*TASK BRIEF*
State how many lines in the records below contain the string "pillow". Reply with the number alone.

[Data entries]
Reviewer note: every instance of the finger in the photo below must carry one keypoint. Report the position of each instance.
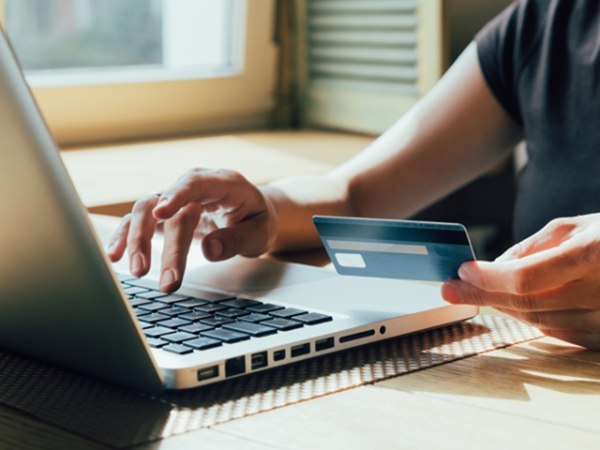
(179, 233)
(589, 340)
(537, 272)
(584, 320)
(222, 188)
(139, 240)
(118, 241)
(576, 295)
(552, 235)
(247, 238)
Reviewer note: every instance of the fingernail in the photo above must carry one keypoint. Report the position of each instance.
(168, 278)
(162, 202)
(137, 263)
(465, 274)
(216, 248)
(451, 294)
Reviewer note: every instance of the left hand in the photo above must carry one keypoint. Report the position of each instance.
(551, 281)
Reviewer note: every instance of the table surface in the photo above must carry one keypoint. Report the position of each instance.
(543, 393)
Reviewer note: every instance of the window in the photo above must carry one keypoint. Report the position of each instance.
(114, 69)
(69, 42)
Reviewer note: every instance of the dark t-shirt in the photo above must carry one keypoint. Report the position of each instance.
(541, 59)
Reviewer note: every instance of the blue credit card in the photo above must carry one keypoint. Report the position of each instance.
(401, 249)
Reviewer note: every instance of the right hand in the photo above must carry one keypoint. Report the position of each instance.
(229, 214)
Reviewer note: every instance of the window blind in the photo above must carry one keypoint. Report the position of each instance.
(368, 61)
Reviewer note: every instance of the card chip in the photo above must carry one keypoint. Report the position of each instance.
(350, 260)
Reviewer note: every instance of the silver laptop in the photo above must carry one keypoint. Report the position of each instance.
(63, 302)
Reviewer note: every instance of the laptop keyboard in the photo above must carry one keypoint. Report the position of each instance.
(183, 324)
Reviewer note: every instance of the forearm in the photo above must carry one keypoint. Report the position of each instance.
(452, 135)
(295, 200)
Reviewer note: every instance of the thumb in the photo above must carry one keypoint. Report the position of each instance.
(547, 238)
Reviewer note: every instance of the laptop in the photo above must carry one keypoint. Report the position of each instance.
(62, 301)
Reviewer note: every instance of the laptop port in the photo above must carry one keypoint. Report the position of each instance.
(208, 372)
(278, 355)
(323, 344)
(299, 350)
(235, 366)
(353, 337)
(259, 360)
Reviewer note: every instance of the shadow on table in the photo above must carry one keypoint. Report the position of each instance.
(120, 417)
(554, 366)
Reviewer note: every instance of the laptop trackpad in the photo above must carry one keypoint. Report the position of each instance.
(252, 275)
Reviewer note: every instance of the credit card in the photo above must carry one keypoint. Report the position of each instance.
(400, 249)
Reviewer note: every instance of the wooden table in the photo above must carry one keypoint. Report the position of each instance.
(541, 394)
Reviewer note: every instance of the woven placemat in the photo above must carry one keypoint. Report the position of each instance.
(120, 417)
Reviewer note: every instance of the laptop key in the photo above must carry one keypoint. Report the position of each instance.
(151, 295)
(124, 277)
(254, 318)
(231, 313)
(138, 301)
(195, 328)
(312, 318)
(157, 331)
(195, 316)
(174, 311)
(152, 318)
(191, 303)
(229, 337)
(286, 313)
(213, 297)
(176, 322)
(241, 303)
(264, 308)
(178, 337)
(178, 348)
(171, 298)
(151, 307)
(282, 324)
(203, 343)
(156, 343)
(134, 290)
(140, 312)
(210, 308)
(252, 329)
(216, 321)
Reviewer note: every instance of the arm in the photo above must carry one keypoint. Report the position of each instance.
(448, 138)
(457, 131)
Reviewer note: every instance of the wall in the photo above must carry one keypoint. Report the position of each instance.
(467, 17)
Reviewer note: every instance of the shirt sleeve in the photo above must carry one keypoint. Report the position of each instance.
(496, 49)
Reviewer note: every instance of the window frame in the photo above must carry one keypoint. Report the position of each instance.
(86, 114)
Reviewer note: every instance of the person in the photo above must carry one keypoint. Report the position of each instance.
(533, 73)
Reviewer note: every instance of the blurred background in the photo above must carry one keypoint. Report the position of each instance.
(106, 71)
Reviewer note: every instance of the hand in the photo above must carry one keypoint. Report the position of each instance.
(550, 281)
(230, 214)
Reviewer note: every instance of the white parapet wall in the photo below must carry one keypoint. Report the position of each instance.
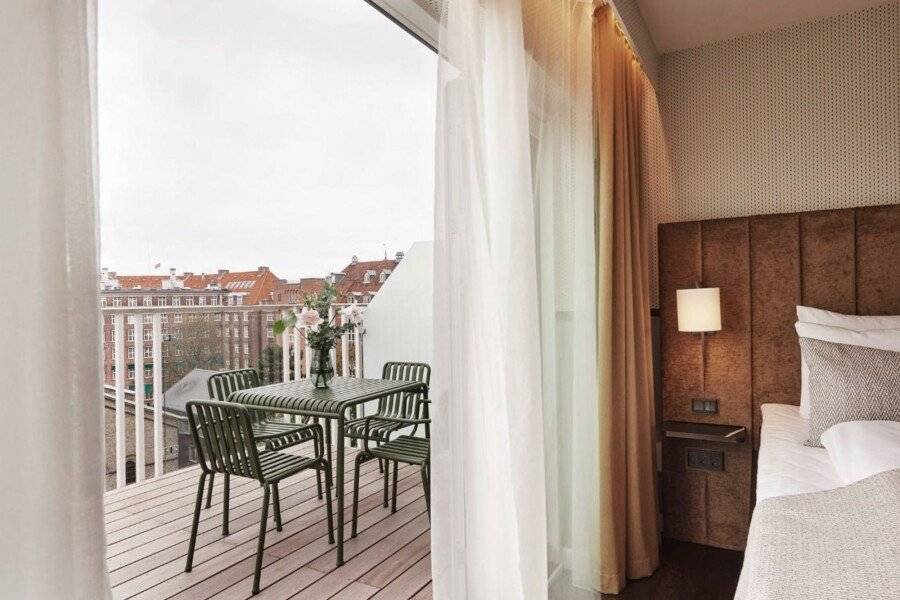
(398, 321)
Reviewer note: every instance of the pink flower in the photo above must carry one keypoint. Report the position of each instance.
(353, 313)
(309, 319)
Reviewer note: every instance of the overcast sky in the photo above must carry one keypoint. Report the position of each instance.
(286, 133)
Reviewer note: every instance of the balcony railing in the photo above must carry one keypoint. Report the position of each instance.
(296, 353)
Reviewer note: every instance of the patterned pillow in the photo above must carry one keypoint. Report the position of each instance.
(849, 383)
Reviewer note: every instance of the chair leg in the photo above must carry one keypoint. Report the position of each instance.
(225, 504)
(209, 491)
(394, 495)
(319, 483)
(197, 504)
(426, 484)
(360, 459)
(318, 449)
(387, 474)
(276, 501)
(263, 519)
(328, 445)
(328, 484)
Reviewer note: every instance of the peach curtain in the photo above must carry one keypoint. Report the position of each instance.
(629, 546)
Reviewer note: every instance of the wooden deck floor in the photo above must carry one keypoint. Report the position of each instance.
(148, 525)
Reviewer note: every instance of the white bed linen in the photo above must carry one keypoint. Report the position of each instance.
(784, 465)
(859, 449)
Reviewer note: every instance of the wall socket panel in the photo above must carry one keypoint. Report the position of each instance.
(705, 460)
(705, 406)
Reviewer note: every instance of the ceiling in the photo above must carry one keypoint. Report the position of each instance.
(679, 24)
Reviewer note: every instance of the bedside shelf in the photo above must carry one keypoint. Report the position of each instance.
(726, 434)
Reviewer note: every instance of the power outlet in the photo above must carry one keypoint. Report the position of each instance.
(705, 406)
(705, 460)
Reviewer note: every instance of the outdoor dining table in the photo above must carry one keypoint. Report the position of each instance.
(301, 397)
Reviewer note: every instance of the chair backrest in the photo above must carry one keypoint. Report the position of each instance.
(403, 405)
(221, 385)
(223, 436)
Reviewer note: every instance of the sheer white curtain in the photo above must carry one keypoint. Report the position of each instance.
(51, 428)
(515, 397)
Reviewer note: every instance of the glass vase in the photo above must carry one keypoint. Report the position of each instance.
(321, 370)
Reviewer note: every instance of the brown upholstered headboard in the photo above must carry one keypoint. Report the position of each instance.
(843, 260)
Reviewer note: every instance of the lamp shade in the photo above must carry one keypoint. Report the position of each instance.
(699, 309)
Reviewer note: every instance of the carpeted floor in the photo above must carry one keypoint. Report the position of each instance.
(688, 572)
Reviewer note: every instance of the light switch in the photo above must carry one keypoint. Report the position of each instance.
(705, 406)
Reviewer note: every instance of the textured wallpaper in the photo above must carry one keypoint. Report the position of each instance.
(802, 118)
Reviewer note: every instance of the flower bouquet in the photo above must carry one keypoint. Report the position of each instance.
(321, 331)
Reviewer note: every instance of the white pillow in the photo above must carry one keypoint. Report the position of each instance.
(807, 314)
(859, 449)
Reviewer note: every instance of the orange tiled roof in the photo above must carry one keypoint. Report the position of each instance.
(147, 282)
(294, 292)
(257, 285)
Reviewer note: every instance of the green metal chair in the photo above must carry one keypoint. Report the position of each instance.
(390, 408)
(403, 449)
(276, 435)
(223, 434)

--

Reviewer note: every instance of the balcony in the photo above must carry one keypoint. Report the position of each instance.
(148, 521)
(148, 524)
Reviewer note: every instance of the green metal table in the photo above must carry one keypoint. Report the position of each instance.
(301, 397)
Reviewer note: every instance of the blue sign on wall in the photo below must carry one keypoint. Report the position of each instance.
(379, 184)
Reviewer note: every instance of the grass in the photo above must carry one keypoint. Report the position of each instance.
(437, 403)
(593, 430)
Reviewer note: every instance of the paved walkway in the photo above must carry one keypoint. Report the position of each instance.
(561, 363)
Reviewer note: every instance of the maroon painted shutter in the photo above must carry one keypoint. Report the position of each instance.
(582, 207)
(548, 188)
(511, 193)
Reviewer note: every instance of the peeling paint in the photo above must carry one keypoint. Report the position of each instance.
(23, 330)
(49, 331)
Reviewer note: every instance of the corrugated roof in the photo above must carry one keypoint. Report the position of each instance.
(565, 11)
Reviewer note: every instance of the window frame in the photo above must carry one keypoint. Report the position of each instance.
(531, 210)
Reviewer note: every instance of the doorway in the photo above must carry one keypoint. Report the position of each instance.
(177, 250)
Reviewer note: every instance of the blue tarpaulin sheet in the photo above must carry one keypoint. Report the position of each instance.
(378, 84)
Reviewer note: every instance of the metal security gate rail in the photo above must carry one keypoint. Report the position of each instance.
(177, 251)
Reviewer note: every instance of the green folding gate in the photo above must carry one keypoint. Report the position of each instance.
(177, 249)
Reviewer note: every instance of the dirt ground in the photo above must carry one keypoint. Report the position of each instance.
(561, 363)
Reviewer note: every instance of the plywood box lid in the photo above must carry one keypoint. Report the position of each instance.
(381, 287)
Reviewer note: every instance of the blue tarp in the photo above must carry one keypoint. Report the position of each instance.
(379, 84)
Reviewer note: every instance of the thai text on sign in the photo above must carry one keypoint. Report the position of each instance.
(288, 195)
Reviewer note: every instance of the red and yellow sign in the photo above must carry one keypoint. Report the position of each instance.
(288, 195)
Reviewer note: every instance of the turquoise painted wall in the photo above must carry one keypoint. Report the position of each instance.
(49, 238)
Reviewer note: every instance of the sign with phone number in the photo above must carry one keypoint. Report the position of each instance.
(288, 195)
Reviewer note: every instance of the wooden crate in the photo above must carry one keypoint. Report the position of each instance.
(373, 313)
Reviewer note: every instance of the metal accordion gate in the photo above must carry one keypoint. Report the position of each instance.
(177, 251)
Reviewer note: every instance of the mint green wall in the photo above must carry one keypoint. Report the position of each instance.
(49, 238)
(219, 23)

*EXERCISE RESPONSE*
2